### Task
Please transcribe the data below exactly. Leave the pictures out.

### Supplied material
· · · · · · ·
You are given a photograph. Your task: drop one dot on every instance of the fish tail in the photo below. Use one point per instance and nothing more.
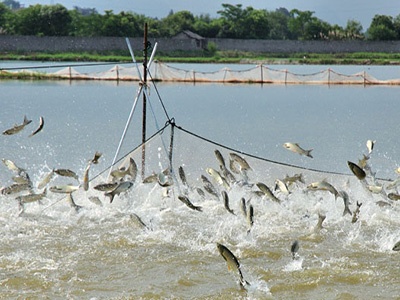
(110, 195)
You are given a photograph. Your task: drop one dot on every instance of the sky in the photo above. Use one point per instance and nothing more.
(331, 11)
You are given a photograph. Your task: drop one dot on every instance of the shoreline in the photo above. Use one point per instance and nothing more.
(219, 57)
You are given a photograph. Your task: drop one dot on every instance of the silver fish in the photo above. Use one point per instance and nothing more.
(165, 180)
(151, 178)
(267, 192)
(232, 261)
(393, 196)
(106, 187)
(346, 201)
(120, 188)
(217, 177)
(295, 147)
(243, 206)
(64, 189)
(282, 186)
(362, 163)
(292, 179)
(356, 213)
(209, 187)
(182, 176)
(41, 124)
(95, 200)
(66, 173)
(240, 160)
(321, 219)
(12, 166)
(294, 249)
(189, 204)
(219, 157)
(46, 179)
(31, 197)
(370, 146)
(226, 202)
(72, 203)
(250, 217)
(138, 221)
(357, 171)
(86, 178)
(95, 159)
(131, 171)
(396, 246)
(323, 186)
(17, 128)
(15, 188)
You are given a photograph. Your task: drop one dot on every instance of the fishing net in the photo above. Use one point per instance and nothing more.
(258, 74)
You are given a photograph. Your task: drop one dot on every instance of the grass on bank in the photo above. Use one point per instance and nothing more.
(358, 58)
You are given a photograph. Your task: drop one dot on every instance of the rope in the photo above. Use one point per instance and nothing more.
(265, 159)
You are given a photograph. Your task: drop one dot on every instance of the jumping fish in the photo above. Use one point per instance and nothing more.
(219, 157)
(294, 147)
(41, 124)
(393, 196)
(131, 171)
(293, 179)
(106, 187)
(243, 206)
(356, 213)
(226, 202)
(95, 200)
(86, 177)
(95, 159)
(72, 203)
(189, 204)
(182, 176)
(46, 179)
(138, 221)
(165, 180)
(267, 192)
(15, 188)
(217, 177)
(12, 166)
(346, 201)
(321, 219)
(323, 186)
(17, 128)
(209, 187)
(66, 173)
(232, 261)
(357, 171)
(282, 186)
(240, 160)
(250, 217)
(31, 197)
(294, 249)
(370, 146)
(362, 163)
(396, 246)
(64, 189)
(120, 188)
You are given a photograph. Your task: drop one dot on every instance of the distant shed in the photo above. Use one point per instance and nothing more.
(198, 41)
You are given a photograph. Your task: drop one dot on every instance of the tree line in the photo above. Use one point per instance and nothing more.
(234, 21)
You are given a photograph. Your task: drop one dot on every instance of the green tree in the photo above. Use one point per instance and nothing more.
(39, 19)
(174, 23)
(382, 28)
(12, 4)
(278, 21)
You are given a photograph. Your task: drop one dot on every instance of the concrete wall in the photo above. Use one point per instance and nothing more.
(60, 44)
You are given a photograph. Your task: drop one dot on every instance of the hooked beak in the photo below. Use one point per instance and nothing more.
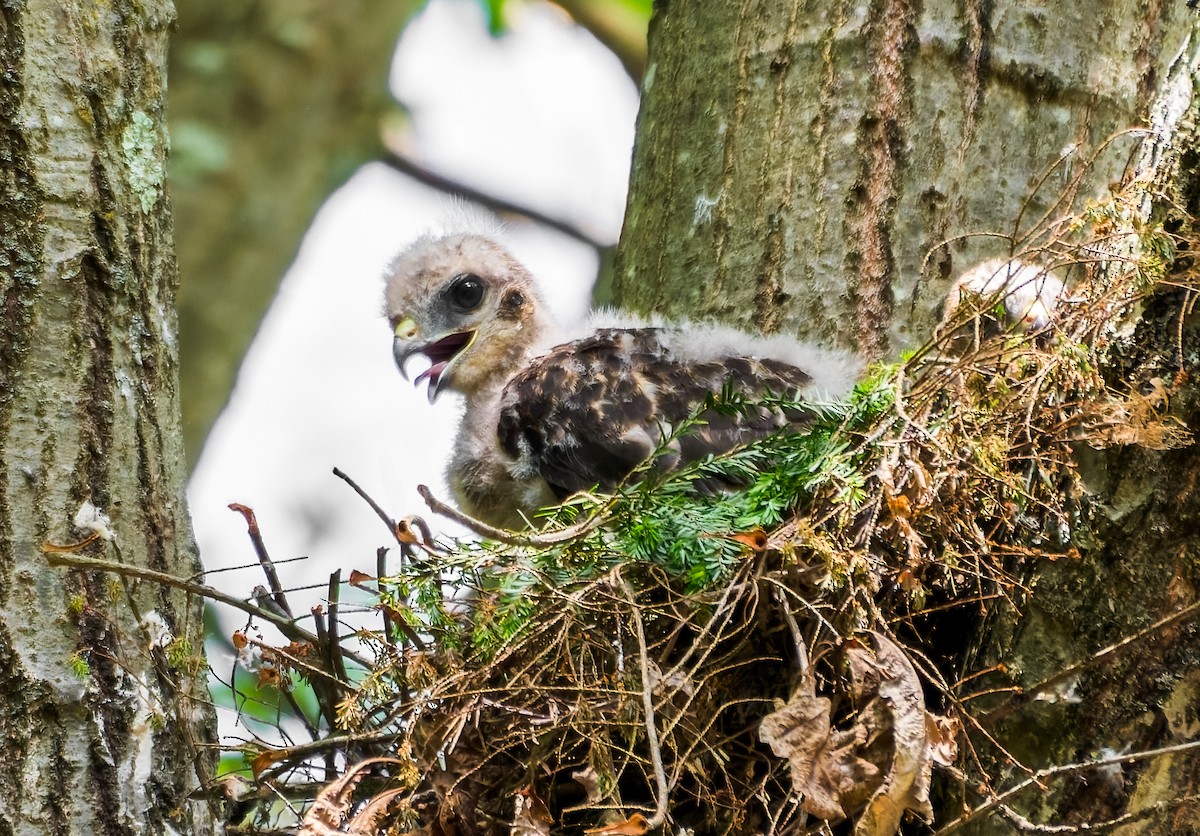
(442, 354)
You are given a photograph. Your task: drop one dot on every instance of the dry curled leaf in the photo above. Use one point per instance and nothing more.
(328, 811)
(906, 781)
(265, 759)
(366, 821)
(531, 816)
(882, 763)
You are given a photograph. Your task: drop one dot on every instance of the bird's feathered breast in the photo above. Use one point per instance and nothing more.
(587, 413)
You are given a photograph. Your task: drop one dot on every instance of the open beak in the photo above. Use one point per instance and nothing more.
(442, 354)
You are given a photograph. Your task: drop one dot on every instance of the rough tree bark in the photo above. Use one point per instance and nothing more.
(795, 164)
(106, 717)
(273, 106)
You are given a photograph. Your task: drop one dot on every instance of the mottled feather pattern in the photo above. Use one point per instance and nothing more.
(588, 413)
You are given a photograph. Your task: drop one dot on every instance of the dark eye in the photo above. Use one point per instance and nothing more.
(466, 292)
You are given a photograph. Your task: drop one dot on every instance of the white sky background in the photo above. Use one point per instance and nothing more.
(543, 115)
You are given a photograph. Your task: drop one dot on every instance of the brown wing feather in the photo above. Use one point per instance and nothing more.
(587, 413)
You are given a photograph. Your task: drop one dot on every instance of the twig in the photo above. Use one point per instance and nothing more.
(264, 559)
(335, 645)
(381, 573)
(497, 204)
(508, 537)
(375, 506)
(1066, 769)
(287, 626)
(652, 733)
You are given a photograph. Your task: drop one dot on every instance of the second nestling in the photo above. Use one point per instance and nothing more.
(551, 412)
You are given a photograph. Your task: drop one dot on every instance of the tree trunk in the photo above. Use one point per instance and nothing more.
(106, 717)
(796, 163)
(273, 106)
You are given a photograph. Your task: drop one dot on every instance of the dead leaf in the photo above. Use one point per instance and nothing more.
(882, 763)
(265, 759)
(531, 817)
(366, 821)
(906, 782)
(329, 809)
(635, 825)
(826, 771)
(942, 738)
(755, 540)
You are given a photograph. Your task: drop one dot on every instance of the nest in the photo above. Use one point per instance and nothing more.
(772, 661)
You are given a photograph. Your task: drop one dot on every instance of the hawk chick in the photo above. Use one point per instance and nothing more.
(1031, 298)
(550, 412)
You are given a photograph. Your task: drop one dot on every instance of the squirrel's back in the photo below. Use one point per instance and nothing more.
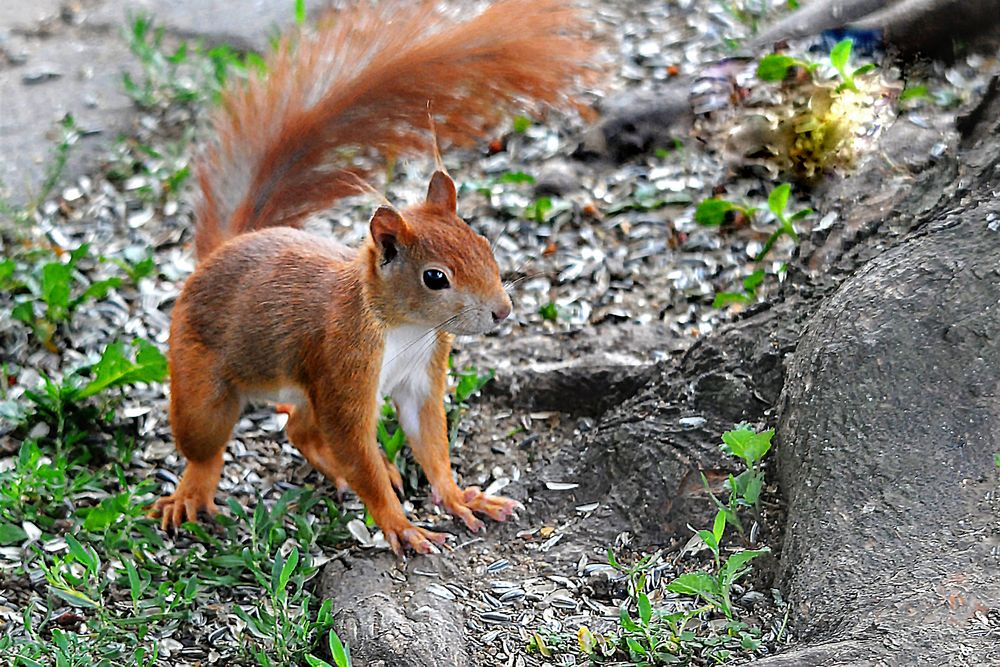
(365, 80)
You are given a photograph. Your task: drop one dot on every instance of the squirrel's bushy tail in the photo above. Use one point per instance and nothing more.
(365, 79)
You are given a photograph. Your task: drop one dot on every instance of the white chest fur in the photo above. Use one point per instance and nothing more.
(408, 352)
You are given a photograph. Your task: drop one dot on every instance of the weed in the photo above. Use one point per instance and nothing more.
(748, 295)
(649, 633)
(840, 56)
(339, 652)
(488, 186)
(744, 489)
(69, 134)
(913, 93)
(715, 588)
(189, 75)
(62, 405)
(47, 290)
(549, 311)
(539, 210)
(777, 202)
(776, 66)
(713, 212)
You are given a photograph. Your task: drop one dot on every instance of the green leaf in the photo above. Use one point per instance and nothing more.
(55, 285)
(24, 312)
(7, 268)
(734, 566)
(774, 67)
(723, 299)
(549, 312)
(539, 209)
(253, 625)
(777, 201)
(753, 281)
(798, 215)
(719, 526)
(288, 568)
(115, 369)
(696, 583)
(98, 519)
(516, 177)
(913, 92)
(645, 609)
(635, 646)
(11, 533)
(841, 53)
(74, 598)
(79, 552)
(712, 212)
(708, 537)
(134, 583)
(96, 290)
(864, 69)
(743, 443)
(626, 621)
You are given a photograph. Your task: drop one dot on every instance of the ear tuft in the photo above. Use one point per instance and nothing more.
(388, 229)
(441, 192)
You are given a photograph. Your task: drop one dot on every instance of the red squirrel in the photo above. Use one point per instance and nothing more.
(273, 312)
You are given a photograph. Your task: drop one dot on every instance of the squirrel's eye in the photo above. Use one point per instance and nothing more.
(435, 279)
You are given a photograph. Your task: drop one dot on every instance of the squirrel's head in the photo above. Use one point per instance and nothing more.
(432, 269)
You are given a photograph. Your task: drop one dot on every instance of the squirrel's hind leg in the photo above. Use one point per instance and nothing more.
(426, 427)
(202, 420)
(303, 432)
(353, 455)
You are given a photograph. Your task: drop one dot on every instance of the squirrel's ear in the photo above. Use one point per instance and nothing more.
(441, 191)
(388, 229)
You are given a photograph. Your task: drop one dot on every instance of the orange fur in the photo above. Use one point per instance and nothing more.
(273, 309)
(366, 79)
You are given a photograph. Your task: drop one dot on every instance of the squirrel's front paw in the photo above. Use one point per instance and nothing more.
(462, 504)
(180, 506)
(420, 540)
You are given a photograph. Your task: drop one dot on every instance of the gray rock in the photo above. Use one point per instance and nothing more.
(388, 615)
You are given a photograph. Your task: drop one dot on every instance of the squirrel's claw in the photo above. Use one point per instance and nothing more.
· · · · · · ·
### Response below
You are given a photograph. Your task: drop one dot on every instance of the fish tail in the photo below. Use one point per instance and nothing more.
(110, 195)
You are given a photograph. Your task: drop one dot on every instance of the sky in the photo above. Use one point per instance and nothing more.
(331, 11)
You are given a photograph. Your task: drop one dot on every instance of the shoreline in the photo above. Use one point per instance and nothing more.
(219, 57)
You are given a photograph. Your task: drop one dot on every instance of the silver fish in the photo above. Use one point per instance and nothing more.
(165, 180)
(151, 178)
(267, 192)
(232, 261)
(393, 196)
(106, 187)
(346, 201)
(120, 188)
(217, 177)
(295, 147)
(243, 206)
(64, 189)
(282, 186)
(362, 163)
(292, 179)
(356, 213)
(209, 187)
(182, 176)
(41, 124)
(95, 200)
(66, 173)
(240, 160)
(321, 219)
(12, 166)
(294, 249)
(189, 204)
(219, 157)
(46, 179)
(31, 197)
(370, 146)
(226, 202)
(72, 203)
(250, 217)
(138, 221)
(357, 171)
(86, 178)
(95, 159)
(131, 171)
(396, 246)
(323, 186)
(17, 128)
(15, 188)
You are given a photograph. Your task: drop one dot on every instance of the fishing net in the photo above. Use one point per instance and nothing more.
(258, 74)
You are given a photograph. Your task: drop one dot on every instance of the grass on bank in the photo above. Use one point per instance and nothing more.
(358, 58)
You are given a photograph. Your task: drop one dot on every instance of the rope in the photo above. Use one point per instance and nothing more.
(265, 159)
You are given a photograph. Your task: drop one dot on every instance of the jumping fish in the photo above. Use one point per instance and nothing more.
(219, 157)
(294, 147)
(41, 124)
(393, 196)
(131, 171)
(293, 179)
(106, 187)
(243, 206)
(356, 213)
(226, 202)
(95, 200)
(86, 177)
(95, 159)
(72, 203)
(189, 204)
(182, 176)
(46, 179)
(138, 221)
(165, 180)
(267, 192)
(15, 188)
(217, 177)
(12, 166)
(346, 201)
(321, 219)
(323, 186)
(17, 128)
(209, 187)
(66, 173)
(232, 261)
(357, 171)
(282, 186)
(240, 160)
(250, 217)
(31, 197)
(294, 249)
(370, 146)
(362, 163)
(396, 246)
(64, 189)
(120, 188)
You are given a photograph. Your task: drop one dot on every instance of the distant shed in the photo above. Use one point per instance and nothing more.
(198, 41)
You are given a photograph. Your task: drop one dot on every instance of the tree line in the photo above. Use one point per instance and nothing more.
(234, 21)
You are given a photograph. Your task: drop one dot on every instance of the green tree in the photo above. Use one point per instance and nothing more.
(39, 19)
(174, 23)
(382, 28)
(12, 4)
(278, 21)
You are given a photograph. Your task: drop one dot on every instance of the concrete wall in the photo above. Use one point per instance and nothing more.
(60, 44)
You are given a photograph. Your task: drop one dot on every instance of the hooked beak in the photo below. Use one point per instance and nothing more.
(442, 354)
You are given a photograph. Your task: drop one dot on every instance of the dry curled leaf in the photo above. Use one point per instance and nothing more.
(328, 811)
(906, 781)
(265, 759)
(366, 821)
(531, 816)
(882, 763)
You are given a photograph. Your task: drop one dot on every instance of the bird's feathered breast in the photo above. Use one point per instance and nothing more.
(587, 413)
You are given a photograph. Your task: drop one dot on every instance of the open beak in the photo above. Use one point per instance and nothing more.
(442, 354)
You are given a photograph. Your task: drop one dot on every instance of the rough tree bark in the photo above. Use one point per instance and nothing more.
(795, 164)
(106, 717)
(273, 106)
You are given a photograph. Your task: drop one dot on every instance of the mottled feather pattern in the photo above. Use one point per instance and nothing more.
(588, 413)
You are given a photograph. Your task: drop one dot on every instance of the dark eye in the photo above. Use one point per instance and nothing more.
(466, 292)
You are given a photograph. Your task: drop one dot on every instance of the white sky background in the photo above. Use one point per instance and nothing more.
(543, 115)
You are given a photograph. Your task: drop one dot on every instance of the brown wing feather in the photo above. Use one point per instance and nothing more.
(587, 413)
You are given a photograph. Your task: drop one dot on every instance of the twig in the photo above. Use one point per instance and nothing more.
(264, 559)
(335, 645)
(381, 573)
(497, 204)
(508, 537)
(375, 506)
(1066, 769)
(287, 626)
(652, 733)
You are given a photograph. Your task: drop one dot on every instance of the second nestling in the photo above. Use one point per instance and nothing more.
(551, 412)
You are given a photograph. Your task: drop one dot on every instance of the tree trunk in the photo above. Use one point per instance and nothing more.
(106, 717)
(796, 163)
(273, 106)
You are given a photograph. Your task: drop one dot on every instance of the dead leaf in the photo above. Use one point per instance and nothing more.
(882, 763)
(265, 759)
(531, 817)
(366, 821)
(906, 782)
(329, 809)
(635, 825)
(826, 771)
(942, 738)
(755, 540)
You are given a photograph. Your task: drop one dot on every instance of the nest in the photo above. Use one point per instance and nothing more.
(772, 661)
You are given a photograph. Your task: drop one dot on every instance of the hawk chick in the photo above. Use one point per instance and nothing more.
(1031, 298)
(550, 412)
You are given a photograph. Your task: drop one dot on every instance of the squirrel's back in the photo below. Use one point per instance and nothing more.
(365, 80)
You are given a photograph. Your task: drop one dot on every instance of the squirrel's bushy tail in the photo above. Use one point per instance and nothing more.
(365, 79)
You are given a photograph. Your task: drop one dot on every instance of the white chest fur in the photo above. Use one point per instance and nothing more.
(408, 352)
You are given a photograph. Your task: drop one dot on every instance of the weed in the photo above. Use one point per instance and nothing more.
(748, 295)
(649, 633)
(840, 56)
(339, 652)
(488, 186)
(744, 489)
(69, 134)
(913, 93)
(715, 588)
(189, 75)
(62, 405)
(47, 290)
(549, 311)
(539, 210)
(777, 202)
(776, 66)
(713, 212)
You are given a photograph. Your task: drop one dot on every instance of the green leaf in the photo above. Use one point per instance and nothing more.
(55, 285)
(24, 312)
(7, 268)
(734, 566)
(774, 67)
(723, 299)
(549, 312)
(539, 209)
(253, 625)
(777, 201)
(753, 281)
(798, 215)
(719, 526)
(288, 568)
(115, 369)
(696, 583)
(98, 519)
(516, 177)
(913, 92)
(645, 609)
(635, 646)
(11, 533)
(841, 53)
(74, 598)
(79, 552)
(712, 212)
(708, 537)
(134, 583)
(96, 290)
(864, 69)
(743, 443)
(626, 621)
You are given a photograph. Your task: drop one dot on every instance of the ear tuft in the photo above. Use one point per instance and nothing more.
(388, 229)
(441, 192)
You are given a photograph. Your task: drop one dot on every instance of the red squirrel in the photo above. Use one point per instance and nothing more.
(273, 312)
You are given a photograph. Your task: drop one dot on every instance of the squirrel's eye in the photo above. Use one point per instance and nothing more.
(435, 279)
You are given a photograph. Your task: drop one dot on every instance of the squirrel's head in the photo above. Use one point per instance and nothing more.
(432, 269)
You are given a photograph. Your task: drop one dot on every instance of the squirrel's hind leg in the photo above. Use one point per instance and nothing more.
(426, 427)
(202, 420)
(303, 432)
(353, 455)
You are given a photograph. Your task: drop one dot on every instance of the squirrel's ear in the photo above. Use one point per instance and nothing more.
(441, 191)
(388, 229)
You are given a photograph. Your task: drop one dot on every instance of the orange fur in the photo above. Use one point per instance and nothing more.
(273, 309)
(366, 79)
You are given a photograph. Your task: drop one dot on every instance of the squirrel's front paw in the photo above. Use one point per instance and nothing more.
(462, 504)
(180, 506)
(420, 540)
You are given a photograph. Your task: drop one dot on every instance of the gray rock in the photo above. Use one point per instance and nothing more.
(388, 615)
You are given a photograph. Your task: drop one dot on every instance of the squirrel's claw in the photo above. Use one point per instance and nothing more.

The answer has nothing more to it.